**Tasks and exercises**
1. Answer each question from the passage on Augustus and the Aeneid, one answer per line and labeled to match.
(a) According to Evander, what had Saturn taught the people of Italy?
(b) Which role did Augustus unite with that of the emperor?
(c) How long before Aeneas's speech in Book V had his father been buried?
2. Continue the passage on Augustus and the Aeneid, picking up after the lines quoted from Book V.

**Text passage**
According to Evander, Saturn had taught the people of Italy the ways of agriculture and civilization (9:375-85) As a soul in Elysium, Augustus is a former hero—one who is reborn again and again in order to save his people, whoever they may be.  Augustus is a savior, foretold by oracles to restore the glory of the Roman people.  After the backsliding from a period of civil strife, he will emerge from Elysium to save Rome and restore it to an Age of Gold. He, like Saturn, will bring an era of peace, enlightenment and contentment.  Augustus’ kingdom will have no end on the earth, reaching out to the stars, subjugating the despotisms of the east.

            Augustus instituted religious reform, intended to bring about a change in Roman values, establishing his new order.  He united the role of pontifex maximus (the high priest of the Roman religion) with that of the emperor.  According to Suetonius: “He increased the priesthood in numbers and dignity, and in privileges, too…” (Suetonius 63).  But this reform was not intended to be innovation; rather, Augustus wanted to revive the old religious values of Rome.  Suetonius says: “He also revived certain obsolescent rites and appointments” (63).

No passage quite encapsulates this Augustan concept of religion as well as Aeneas’ veneration of his father’s genius in Book V.  Returning to the place where his father was buried a year before, Aeneas rouses his crewmates to join him in paying homage.  He says:

Gallant sons of Dardanus, born of the gods’ high blood,

the wheeling year has passed, rounding out its months,

since we committed to earth my godlike father’s bones,

his relics, and sanctified the altars with our tears.

The day has returned, if I am not mistaken, the day

always harsh to my heart, I’ll always hold in honor.

So you gods have willed.  Were I passing the hours

an exile lost in the swirling sands of Carthage

or caught in Greek seas, imprisoned in Mycenae,

I would still perform my anniversary vows,

carry out our processions grand and grave

and heap the altars high with fitting gifts (5:55-66).

**Stored data**
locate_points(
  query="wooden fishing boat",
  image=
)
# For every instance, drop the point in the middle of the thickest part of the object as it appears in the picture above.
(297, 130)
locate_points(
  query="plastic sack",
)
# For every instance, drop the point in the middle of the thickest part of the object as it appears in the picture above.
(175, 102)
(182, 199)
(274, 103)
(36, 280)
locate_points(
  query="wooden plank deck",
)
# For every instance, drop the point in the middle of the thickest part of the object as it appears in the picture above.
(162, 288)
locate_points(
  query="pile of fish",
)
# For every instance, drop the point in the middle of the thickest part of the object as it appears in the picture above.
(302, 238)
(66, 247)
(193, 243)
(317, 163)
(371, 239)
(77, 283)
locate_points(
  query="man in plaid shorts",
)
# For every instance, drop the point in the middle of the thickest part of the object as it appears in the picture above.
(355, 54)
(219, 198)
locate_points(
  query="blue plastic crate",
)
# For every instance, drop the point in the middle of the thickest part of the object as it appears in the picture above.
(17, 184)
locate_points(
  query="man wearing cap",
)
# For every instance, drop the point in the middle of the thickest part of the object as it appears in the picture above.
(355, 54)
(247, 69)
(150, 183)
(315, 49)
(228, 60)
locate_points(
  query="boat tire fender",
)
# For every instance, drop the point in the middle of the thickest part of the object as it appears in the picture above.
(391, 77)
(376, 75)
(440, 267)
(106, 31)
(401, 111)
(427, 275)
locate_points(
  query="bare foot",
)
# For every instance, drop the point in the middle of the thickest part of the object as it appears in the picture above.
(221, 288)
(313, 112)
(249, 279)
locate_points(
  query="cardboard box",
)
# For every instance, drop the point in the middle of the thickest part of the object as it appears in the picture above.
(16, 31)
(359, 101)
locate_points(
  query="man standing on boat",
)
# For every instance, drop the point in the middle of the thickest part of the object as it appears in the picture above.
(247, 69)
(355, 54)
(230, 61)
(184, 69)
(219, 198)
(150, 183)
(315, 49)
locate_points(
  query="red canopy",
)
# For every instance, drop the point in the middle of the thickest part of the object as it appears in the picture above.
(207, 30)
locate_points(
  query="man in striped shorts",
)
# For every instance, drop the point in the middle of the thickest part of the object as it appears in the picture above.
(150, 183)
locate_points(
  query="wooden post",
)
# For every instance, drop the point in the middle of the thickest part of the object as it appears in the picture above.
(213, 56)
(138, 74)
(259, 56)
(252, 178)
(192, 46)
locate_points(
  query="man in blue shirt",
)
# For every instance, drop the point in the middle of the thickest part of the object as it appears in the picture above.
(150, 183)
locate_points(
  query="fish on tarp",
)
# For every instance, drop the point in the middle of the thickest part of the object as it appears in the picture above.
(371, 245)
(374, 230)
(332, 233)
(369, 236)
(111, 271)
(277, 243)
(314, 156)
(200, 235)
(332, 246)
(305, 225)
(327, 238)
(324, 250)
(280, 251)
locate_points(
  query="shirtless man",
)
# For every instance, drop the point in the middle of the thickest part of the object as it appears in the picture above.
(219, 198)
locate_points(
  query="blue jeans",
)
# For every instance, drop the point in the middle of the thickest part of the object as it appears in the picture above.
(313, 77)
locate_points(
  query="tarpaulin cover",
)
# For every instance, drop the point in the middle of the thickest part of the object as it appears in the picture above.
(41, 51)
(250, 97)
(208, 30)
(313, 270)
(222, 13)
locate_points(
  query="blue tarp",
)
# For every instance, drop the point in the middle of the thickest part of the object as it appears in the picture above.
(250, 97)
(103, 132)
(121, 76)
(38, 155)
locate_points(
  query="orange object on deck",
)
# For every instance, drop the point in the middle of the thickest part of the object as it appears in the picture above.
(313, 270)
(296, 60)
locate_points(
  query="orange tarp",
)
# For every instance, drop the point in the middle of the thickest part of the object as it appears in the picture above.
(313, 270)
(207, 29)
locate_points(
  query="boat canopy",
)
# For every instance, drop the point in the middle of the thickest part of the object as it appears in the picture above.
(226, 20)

**Results of the tasks**
1.
(a) The ways of agriculture and civilization.
(b) The role of pontifex maximus, the high priest of the Roman religion.
(c) A year before.

2.
Important to maintaining order in the family is respect for one’s elders (or one’s father, as the Romans would insist).  Important in maintaining the order in an empire is respect for the emperor, the father of his country.  Aeneas, in his act of piety, is instituting the deification of deceased ancestors for time to come, in all places where the Romans might dwell.  After all, he declares that his father is “godlike.”  If the rites are followed, then the good will of the gods and ancestors will come to him.  Certainly Virgil would have known nothing of Augustus’ future apotheosis, but the passage explains the precedence for it.

            While Virgil may not have wanted his epic to become propaganda for the Augustan regime, it is obvious that the poet intended to legitimize Roman destiny, power and traditions.  However, this became ample fodder for Augustus, whose heroic and divine character is prevalent in the work itself.  The comparisons between the epic’s hero and the emperor are not merely coincidence—it was the intent of the poet.  Finally, The Aeneid gives precedents for religious rites which were then “re-introduced” by Augustus to bring about order and morality to the new Roman Empire and solidify his cult of personality.  Regardless of Virgil’s own command to burn the books, it has come down to us as a work which upholds Augustus as the savior of Rome.

  Working Bibliography 

Suetonius. The Twelve Caesars.  Trans. Robert Graves. New York: Penguin, 1979.

Thomas, Richard F. Virgil and the Augustan Reception.  New York: Cambridge University

            Press, 2001.

 Virgil. The Aeneid.  Trans. Robert Fagles. New York: Penguin, 2008.